QUOTED PASSAGE
1

I've been digging into memory allocation and pointers in C. I was under the impression that if you do not allocate enough memory for a value and then try to put that value in that memory cell, the program would either crash or behave incorrectly. But what I get is a seemingly correct output where I'd expect something else.

#include <stdio.h>
#include <stdlib.h>

int main()
{
    // Here we intentionally allocate only 1 byte,
    // even though an `int` takes up 4 bytes
    int * address = malloc(1);

    address[0] = 16777215; // this value surely takes more than 3 bytes. It cannot fit 1 byte.
    address[1] = 1337; // just for demo, let's put a random other number in the next memory cell.

    printf("%i\n", address[0]); // Prints 16777215. How?! Didn't we overwrite a part of the number?

    return 0;
}

Why does this work? Does malloc actually allocate more than the number of bytes that we pass to it?

EDIT

Thanks for the comments! But I wish to note that being able to write to unassigned memory is not the part that surprises me and it's not part of the question. I know that writing out of bounds is possible and it is "undefined behavior".

For me, the unexpected part is that the line address[1] = 1337; does not in any way corrupt the int value at address[0].

It seems that the explanations for this diverge, too.

  • @Mini suggests that the reason for this is that malloc actually allocates more than what's passed, because of cross-platform differences.

  • @P__J__ in the comments says that address[1] for some reason points to the next sizeof(int) byte, not to the next byte. But I don't think I understand what controls this behavior then, because malloc doesn't seem to know about what types we will put into the allocated blocks.

EDIT 2

So thanks to the comments, I believe I understand the program behavior now. The answer lies in the pointer arithmetic. The program "knows" that an address pointer is of type int, and therefore adding 1 to it (or accessing via address[1]) gives an address of the block that lies 4 (sizeof(int)) bytes ahead.

And if we really wanted, we could move just one byte and really corrupt the value at address[0] by coercing address to char * as described in this answer

Thanks to all and to @P__J__ and @Blastfurnace in particular!

GIVEN DATA
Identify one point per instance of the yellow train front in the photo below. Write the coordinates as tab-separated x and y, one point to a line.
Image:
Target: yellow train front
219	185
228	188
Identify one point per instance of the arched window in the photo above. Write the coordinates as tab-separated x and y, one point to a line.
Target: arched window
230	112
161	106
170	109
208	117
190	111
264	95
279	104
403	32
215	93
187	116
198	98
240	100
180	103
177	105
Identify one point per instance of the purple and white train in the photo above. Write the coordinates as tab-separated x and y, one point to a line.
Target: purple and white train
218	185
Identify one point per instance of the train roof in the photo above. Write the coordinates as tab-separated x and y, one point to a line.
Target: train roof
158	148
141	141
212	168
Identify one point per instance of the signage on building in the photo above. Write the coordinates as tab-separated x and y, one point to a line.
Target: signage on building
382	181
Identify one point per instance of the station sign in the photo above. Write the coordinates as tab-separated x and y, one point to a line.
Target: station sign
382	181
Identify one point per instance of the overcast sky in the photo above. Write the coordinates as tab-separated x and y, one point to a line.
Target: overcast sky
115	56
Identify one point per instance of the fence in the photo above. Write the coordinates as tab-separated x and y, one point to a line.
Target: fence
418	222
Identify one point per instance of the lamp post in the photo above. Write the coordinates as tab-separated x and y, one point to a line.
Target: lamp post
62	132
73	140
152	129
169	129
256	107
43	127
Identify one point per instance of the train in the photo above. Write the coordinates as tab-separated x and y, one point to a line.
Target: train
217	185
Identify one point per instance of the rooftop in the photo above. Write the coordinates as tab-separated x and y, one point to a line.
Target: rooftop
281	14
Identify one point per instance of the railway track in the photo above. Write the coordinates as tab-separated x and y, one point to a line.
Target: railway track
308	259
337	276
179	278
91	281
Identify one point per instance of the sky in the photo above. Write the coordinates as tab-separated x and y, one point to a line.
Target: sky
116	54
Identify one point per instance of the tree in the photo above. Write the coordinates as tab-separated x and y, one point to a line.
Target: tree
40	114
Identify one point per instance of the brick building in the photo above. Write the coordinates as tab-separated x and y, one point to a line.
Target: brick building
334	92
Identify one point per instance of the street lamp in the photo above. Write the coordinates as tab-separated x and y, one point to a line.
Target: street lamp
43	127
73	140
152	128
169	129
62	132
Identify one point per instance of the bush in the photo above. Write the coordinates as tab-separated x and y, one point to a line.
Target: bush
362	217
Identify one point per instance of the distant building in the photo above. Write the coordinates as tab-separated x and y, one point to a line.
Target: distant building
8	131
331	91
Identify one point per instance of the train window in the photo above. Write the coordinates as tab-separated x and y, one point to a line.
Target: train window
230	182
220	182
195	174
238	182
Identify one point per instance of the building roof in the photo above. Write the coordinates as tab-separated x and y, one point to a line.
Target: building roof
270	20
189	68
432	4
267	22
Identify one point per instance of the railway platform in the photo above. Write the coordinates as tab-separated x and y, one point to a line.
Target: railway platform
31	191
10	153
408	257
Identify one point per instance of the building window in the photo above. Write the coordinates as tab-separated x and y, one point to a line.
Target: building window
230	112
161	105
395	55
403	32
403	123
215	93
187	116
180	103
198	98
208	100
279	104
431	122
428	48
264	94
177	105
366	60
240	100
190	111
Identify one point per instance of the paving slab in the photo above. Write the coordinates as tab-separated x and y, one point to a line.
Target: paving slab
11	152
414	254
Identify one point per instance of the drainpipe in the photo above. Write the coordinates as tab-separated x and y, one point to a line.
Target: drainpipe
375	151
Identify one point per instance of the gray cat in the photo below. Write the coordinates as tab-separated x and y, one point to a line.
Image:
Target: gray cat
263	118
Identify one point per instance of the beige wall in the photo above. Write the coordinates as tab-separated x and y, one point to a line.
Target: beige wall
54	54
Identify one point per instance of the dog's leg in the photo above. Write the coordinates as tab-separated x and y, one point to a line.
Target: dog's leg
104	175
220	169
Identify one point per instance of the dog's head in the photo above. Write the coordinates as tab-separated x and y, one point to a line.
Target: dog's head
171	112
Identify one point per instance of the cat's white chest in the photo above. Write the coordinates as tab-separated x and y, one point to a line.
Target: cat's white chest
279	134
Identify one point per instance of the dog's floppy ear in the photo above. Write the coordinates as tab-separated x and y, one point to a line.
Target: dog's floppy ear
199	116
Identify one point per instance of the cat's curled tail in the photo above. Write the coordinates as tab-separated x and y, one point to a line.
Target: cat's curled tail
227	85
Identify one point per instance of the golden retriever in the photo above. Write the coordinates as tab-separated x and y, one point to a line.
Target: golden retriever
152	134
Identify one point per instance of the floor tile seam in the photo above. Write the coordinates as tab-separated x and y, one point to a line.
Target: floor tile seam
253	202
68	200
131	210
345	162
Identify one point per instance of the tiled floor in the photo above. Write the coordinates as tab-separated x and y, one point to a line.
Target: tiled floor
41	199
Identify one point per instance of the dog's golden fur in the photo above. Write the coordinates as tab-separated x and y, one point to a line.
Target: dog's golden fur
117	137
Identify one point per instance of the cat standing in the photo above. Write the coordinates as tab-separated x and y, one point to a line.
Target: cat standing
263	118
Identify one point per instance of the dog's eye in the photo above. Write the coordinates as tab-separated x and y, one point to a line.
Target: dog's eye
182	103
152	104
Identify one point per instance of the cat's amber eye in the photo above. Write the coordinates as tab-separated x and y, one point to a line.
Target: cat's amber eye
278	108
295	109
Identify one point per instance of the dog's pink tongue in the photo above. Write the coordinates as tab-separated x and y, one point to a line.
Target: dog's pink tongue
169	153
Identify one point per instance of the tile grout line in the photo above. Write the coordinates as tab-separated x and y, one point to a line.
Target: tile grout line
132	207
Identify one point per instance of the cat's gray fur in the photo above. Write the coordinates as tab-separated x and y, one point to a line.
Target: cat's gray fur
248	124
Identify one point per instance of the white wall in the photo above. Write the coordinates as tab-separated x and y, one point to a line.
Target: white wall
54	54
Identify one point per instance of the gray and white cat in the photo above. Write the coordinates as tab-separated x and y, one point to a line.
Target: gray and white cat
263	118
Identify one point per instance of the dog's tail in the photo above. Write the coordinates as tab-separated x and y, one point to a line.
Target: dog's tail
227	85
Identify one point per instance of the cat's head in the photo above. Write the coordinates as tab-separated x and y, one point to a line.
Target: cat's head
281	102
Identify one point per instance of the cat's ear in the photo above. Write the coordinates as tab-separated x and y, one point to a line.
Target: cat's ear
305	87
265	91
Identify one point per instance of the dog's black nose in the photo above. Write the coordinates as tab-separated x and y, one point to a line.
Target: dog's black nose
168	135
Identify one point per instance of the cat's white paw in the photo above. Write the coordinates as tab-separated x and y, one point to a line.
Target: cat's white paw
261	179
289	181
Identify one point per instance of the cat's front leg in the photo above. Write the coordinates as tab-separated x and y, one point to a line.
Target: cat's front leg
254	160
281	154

TASKS TO COMPLETE
[1] Extract everything from "address[1] = 1337; //" down to "pass to it?" in the malloc thread.
[2] According to the malloc thread, why does the line address[1] = 1337; leave the value at address[0] intact?
The records are separate material and have no connection to the malloc thread.

ANSWERS TO THE PROBLEMS
[1]
address[1] = 1337; // just for demo, let's put a random other number in the next memory cell.

    printf("%i\n", address[0]); // Prints 16777215. How?! Didn't we overwrite a part of the number?

    return 0;
}

Why does this work? Does malloc actually allocate more than the number of bytes that we pass to it?

[2] The answer lies in pointer arithmetic. Because address is a pointer of type int, adding 1 to it or accessing address[1] gives the address of the block 4 (sizeof(int)) bytes ahead, not the next byte. The value at address[0] is therefore not overwritten.